**YOUR GOAL:**
For the data below, please report each line where the word "banner" is found.

(Dataset entries)
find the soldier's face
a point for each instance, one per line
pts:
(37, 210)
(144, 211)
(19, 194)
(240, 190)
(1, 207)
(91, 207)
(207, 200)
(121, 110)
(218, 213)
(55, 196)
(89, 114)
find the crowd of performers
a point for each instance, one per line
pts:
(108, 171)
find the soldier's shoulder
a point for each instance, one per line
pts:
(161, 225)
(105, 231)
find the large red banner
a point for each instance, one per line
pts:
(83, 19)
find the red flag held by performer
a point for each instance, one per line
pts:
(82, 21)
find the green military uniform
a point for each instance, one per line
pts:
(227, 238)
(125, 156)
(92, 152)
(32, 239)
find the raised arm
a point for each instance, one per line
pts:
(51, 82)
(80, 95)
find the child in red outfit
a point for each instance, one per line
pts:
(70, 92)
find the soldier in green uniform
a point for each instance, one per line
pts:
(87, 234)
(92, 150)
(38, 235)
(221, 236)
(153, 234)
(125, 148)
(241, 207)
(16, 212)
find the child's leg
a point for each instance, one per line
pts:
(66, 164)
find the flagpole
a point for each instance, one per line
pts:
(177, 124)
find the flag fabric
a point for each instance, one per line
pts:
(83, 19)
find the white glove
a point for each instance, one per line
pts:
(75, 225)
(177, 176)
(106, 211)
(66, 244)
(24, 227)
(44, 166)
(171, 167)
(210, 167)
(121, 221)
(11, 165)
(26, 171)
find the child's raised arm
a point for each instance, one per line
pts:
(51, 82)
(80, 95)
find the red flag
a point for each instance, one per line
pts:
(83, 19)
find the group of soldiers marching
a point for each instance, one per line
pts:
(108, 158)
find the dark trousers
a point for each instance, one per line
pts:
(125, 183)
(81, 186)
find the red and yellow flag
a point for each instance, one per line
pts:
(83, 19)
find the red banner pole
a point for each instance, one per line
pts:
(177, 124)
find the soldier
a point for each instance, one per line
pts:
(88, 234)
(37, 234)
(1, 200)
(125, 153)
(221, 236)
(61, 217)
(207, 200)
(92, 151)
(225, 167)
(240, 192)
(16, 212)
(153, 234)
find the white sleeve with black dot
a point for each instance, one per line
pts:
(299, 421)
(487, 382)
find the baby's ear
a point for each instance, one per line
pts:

**RESULT:**
find the large red banner
find the red banner pole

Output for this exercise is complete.